_Document segment_
Forum: Bryce


Subject: Question about blending skies with far-away planets...

draculaz opened this issue on Jun 14, 2002 ยท 11 posts


draculaz posted Fri, 14 June 2002 at 11:42 PM

How can you make the sky come over the planet instead of having the planet in the atmosphere? The sky presets for the infinite planes or volumes wouldn't do the image justice. So, are there special settings? Drac


EricofSD posted Sat, 15 June 2002 at 1:59 AM

Not really, but a good fake is to turn off the cloud texture and add one or two infinite planes with cloud texture on them. You can place the planets behind the planes.

_What you need to do_
**1)** Copy out the passage of the Bryce forum thread that begins at the words "Subject: Question about" and ends after the words "behind the planes.".
**2)** Continue the Bryce forum thread about blending skies with distant planets, starting right after its final post.

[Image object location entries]
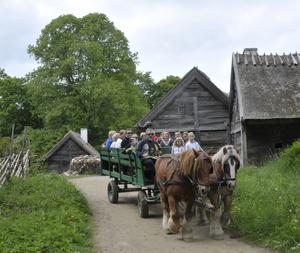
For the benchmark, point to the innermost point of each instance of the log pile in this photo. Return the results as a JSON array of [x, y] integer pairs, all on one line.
[[83, 164], [14, 165]]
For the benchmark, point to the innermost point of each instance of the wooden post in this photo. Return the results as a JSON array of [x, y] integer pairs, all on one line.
[[195, 107], [244, 157]]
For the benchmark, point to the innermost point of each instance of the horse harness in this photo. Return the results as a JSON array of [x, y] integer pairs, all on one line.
[[184, 180]]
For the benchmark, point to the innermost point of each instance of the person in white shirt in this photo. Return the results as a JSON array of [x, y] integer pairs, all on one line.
[[115, 138], [192, 144], [178, 146], [120, 138]]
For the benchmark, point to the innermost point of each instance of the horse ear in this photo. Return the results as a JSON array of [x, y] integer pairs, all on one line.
[[195, 153], [210, 151]]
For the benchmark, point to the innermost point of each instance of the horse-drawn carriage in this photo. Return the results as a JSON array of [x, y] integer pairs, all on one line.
[[179, 180], [128, 175]]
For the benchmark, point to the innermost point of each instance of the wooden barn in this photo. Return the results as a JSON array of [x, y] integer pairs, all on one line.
[[194, 104], [264, 103], [70, 146]]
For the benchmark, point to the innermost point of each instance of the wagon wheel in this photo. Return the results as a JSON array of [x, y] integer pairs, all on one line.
[[143, 205], [112, 192]]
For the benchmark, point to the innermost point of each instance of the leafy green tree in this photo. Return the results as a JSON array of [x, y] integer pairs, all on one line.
[[86, 77], [155, 91], [15, 106]]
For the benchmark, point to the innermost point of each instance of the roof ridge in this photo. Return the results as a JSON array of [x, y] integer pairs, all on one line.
[[255, 59]]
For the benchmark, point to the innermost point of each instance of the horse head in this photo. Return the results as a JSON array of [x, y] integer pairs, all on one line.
[[197, 165], [230, 165]]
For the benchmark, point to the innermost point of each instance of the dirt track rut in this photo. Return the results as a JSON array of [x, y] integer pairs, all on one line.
[[118, 227]]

_The answers_
**1)**
Subject: Question about blending skies with far-away planets...

draculaz opened this issue on Jun 14, 2002 ยท 11 posts


draculaz posted Fri, 14 June 2002 at 11:42 PM

How can you make the sky come over the planet instead of having the planet in the atmosphere? The sky presets for the infinite planes or volumes wouldn't do the image justice. So, are there special settings? Drac


EricofSD posted Sat, 15 June 2002 at 1:59 AM

Not really, but a good fake is to turn off the cloud texture and add one or two infinite planes with cloud texture on them. You can place the planets behind the planes.

**2)**
Rayraz posted Sat, 15 June 2002 at 5:25 AM

You can also mask the sky out and render your scene and your planets in different images. Then you go to your favourite 2D-app open the planet-image. Add a layer with only the sky (wich you can do with your mask) on top of it. Then you can fiddle with the layer-options, like putting it to overlay or screen mode. This way you can accurately create the exact effect you are looking for and you don't have to make lot's of test-renders in bryce. When you've got the planets and the sky right you add another layer with the whole (planetless) scene with only the sky masked away and put this layer all the way on top. And you have your image with the planets behind the sky.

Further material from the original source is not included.